*** Begin section ***
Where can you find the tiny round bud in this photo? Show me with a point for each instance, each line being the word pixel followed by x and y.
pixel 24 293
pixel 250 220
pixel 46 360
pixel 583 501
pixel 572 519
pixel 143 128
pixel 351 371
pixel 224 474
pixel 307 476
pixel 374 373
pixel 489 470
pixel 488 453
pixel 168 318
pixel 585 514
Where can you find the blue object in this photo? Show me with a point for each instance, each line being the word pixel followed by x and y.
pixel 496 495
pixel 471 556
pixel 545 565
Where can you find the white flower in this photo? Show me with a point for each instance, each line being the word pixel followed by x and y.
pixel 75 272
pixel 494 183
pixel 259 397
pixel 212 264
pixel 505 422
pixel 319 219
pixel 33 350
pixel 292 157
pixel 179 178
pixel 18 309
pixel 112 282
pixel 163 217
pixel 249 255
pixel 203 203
*** End section ***
__What this task involves__: All of the records above are to be returned exactly as they stand.

__Solution to the problem__:
Where can you find the tiny round bud in this photo? Show me with a point for each instance, each line being the word pixel followed by x and y.
pixel 24 293
pixel 250 220
pixel 46 360
pixel 583 501
pixel 572 519
pixel 143 128
pixel 351 371
pixel 224 474
pixel 307 476
pixel 374 373
pixel 489 470
pixel 488 453
pixel 168 318
pixel 585 514
Where can you find the blue object in this photo? Show me with a point for each instance, each line being the word pixel followed by x and y.
pixel 496 495
pixel 471 556
pixel 545 565
Where can you find the white flower in this photo? Show me with a point for each instance, each line being the word pixel followed by x and y.
pixel 75 272
pixel 494 183
pixel 259 397
pixel 212 264
pixel 505 422
pixel 319 219
pixel 33 350
pixel 292 157
pixel 179 178
pixel 18 309
pixel 112 282
pixel 163 217
pixel 249 255
pixel 203 203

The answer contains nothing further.